Text:
# # # # # # #

Prime Minister Modi recently visited Kuwait – an Indian Prime Minister’s first visit to the country in 43 years. The visit is happening amongst continuing Israeli offensive strike in Gaza.
The Arab countries’ relationship with Beijing in the west Asia region is strong, but India’s economic, military and diplomatic rise in the region is also undeniable. India’s interests in the West Asia focus first and foremost on the economic front, starting with its energy needs. The country relies on imports for 87.9 per cent of its oil consumption. India’s West Asia policy is further influenced by the presence of about 8.5 million Indian workers in the region, particularly in the Gulf. In the UAE, no fewer than 3 million such workers are working, three times the population of the country.
Locally, the Indian diaspora likes to say that Dubai is India’s fifth-largest city. Over the past decade, security and defense have also become a structuring element in the dialogue between Delhi and its local partners. This covers various aspects, starting with intelligence sharing and counter-terrorism cooperation. During this period, cooperation between Delhi and the Gulf monarchies has accelerated considerably, particularly in the dismantling of South Asian terrorist cells and criminal organizations that used Dubai as a financial platform and planning base for their operations.
Maritime security is also part of Indias’ strategy as part of its naval presence strengthening in the Indian Ocean. Delhi intends to maintain ties with Gulf navies, to guard against crises in the region, whether in the Red Sea or the Strait of Hormuz. Exchanges with Saudi and UAE navies have increased, and India’s contribution to the region is appreciated by the countries of the Arabian Peninsula. Last but not least, a significant component of India’s regional policy involves arms imports, particularly from Israel, which has become Delhi’s fourth-largest partner in this area (behind Russia, France and the USA).

# # # # # # #

Questions on the material:
[1] Translate this sentence from the article on India's West Asia policy into Spanish: "Locally, the Indian diaspora likes to say that Dubai is India’s fifth-largest city."
[2] What share of India's oil consumption is met by imports, according to the article on India's West Asia policy?
[3] Continue the article on India's West Asia policy from the end of its last paragraph.

Given information:

# # # # # # #

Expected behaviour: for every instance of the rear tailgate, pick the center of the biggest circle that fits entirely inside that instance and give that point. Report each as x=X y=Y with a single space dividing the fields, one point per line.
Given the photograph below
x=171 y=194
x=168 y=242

# # # # # # #

Answers to the tasks:
[1] A nivel local, a la diáspora india le gusta decir que Dubái es la quinta ciudad más grande de la India.

[2] 87.9 per cent.

[3]
The UAE and Saudi Arabia are India’s other two key partners in the region. There too, bilateral relations are highly personalized at the highest level. Crown Prince Mohammed bin Salman does not hesitate to refer to Modi as his “elder brother”. Similarly, the rapprochement between Abu Dhabi and Delhi is largely linked to the relationship between the Indian Prime Minister and the Emirati President, Mohammed bin Zayed. In the Arabian Peninsula, this is also reflected in a noticeable distancing between the Emiratis, the Saudis and Pakistan, despite the Gulf monarchies’ long-standing partnership. In 2015, at a time when the Saudis and Emiratis were drawing closer to Modi’s India, Islamabad refused to join the coalition assembled by Mohammed bin Salman to wage war against the Houthis in Yemen.
This decision was seen as an affront by the Gulf monarchies and convinced them to turn to India. From then on, this realignment between the Gulf and South Asia saw Riyadh and Abu Dhabi lend their diplomatic support to Delhi when Modi launched a retaliatory operation against Pakistan after the Uri attacks in 2016. This is also reflected in the relative indifference of Arab leaders to the treatment of India’s Muslim minority, and their support for Modi’s reform of the status of Kashmir in 2019. These privileged ties between India, Israel, the UAE and Saudi Arabia could lead one to believe that Delhi is modeling its partnerships in the West Asia on a model fairly close to that of Washington.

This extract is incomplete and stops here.